Your instructions: In the page excerpt below, which compiler option is recommended instead of switching syntax modes inside the asm template string?
— start of Page excerpt —
Referencing memory operands in .intel_syntax GNU C inline assembly

I'm catching a link error when compiling and linking a source file with inline assembly.
Here are the test files:
via:$ cat test.cxx
extern int libtest();
int main(int argc, char* argv[])
{
return libtest();
}
$ cat lib.cxx
#include <stdint.h>
int libtest()
{
uint32_t rnds_00_15;
__asm__ __volatile__
(
".intel_syntax noprefix ;\n\t"
"mov DWORD PTR [rnds_00_15], 1 ;\n\t"
"cmp DWORD PTR [rnds_00_15], 1 ;\n\t"
"je done ;\n\t"
"done: ;\n\t"
".att_syntax noprefix ;\n\t"
:
: [rnds_00_15] "m" (rnds_00_15)
: "memory", "cc"
);
return 0;
}
Compiling and linking the program results in:
via:$ g++ -fPIC test.cxx lib.cxx -c
via:$ g++ -fPIC lib.o test.o -o test.exe
lib.o: In function `libtest()':
lib.cxx:(.text+0x1d): undefined reference to `rnds_00_15'
lib.cxx:(.text+0x27): undefined reference to `rnds_00_15'
collect2: error: ld returned 1 exit status
The real program is more complex. The routine is out of registers so the flag rnds_00_15 must be a memory operand. Use of rnds_00_15 is local to the asm block. It is declared in the C code to ensure the memory is allocated on the stack and nothing more. We don't read from it or write to it as far as the C code is concerned. We list it as a memory input so GCC knows we use it and wire up the "C variable name" in the extended ASM.
Why am I receiving a link error, and how do I fix it?
Compile with gcc -masm=intel and don't try to switch modes inside the asm template string. AFAIK there's no equivalent before clang14 (Note: MacOS installs clang as gcc / g++ by default.)
Also, of course you need to use valid GNU C inline asm, using operands to tell the compiler which C objects you want to read and write.
Can I use Intel syntax of x86 assembly with GCC? clang14 supports -masm=intel like GCC
How to set gcc to use intel syntax permanently? clang13 and earlier didn't.
I don't believe Intel syntax uses the percent sign. Perhaps I am missing something?
You're getting mixed up between %operand substitutions into the Extended-Asm template (which use a single %), vs. the final asm that the assembler sees.
You need %% to use a literal % in the final asm. You wouldn't use "mov %%eax, 1" in Intel-syntax inline asm, but you do still use "mov %0, 1" or %[named_operand].
— end of Page excerpt —
— start of Dataset section —
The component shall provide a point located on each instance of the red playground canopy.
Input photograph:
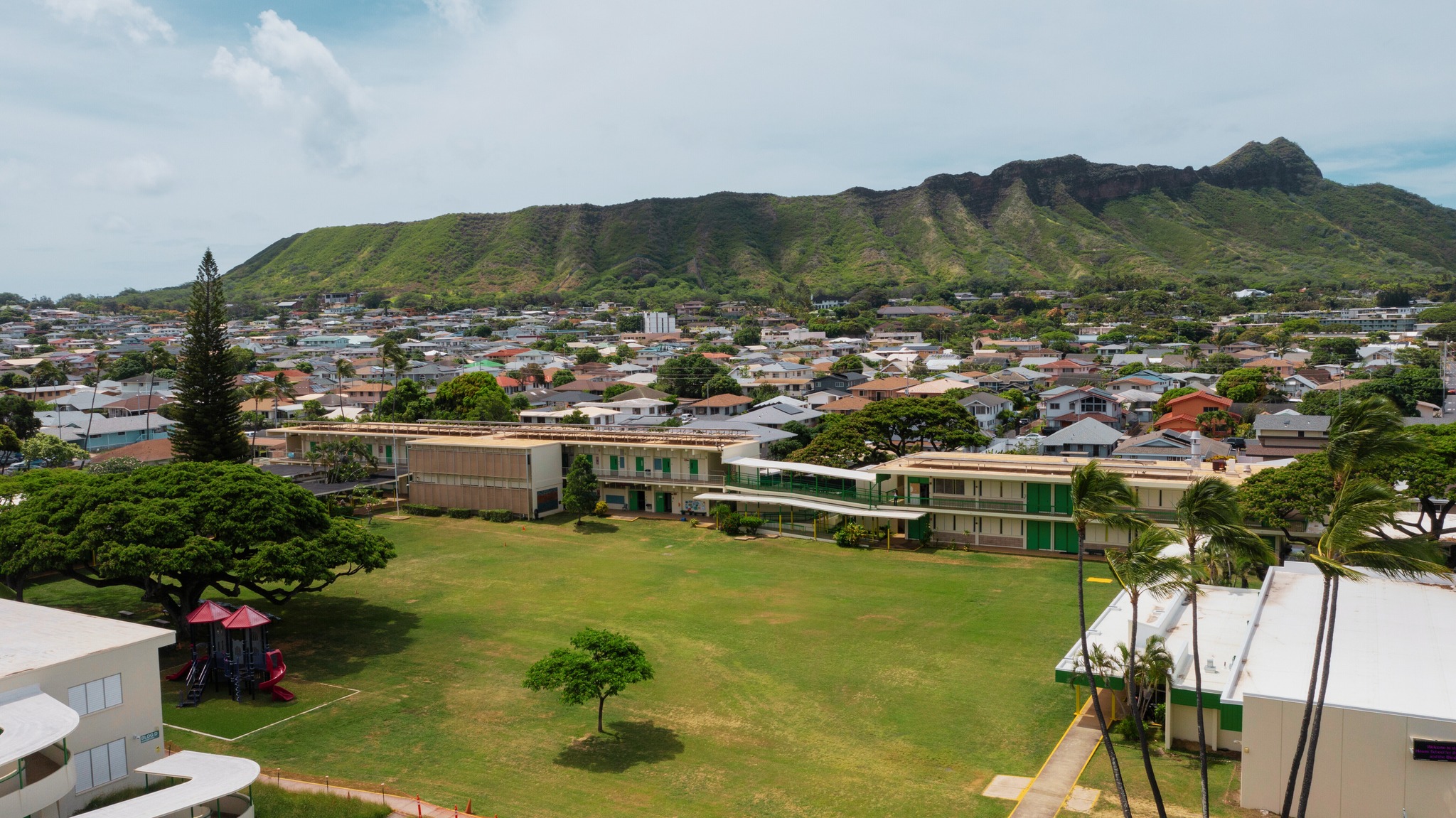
— end of Dataset section —
Exercise response: The option -masm=intel, as in compiling with gcc -masm=intel.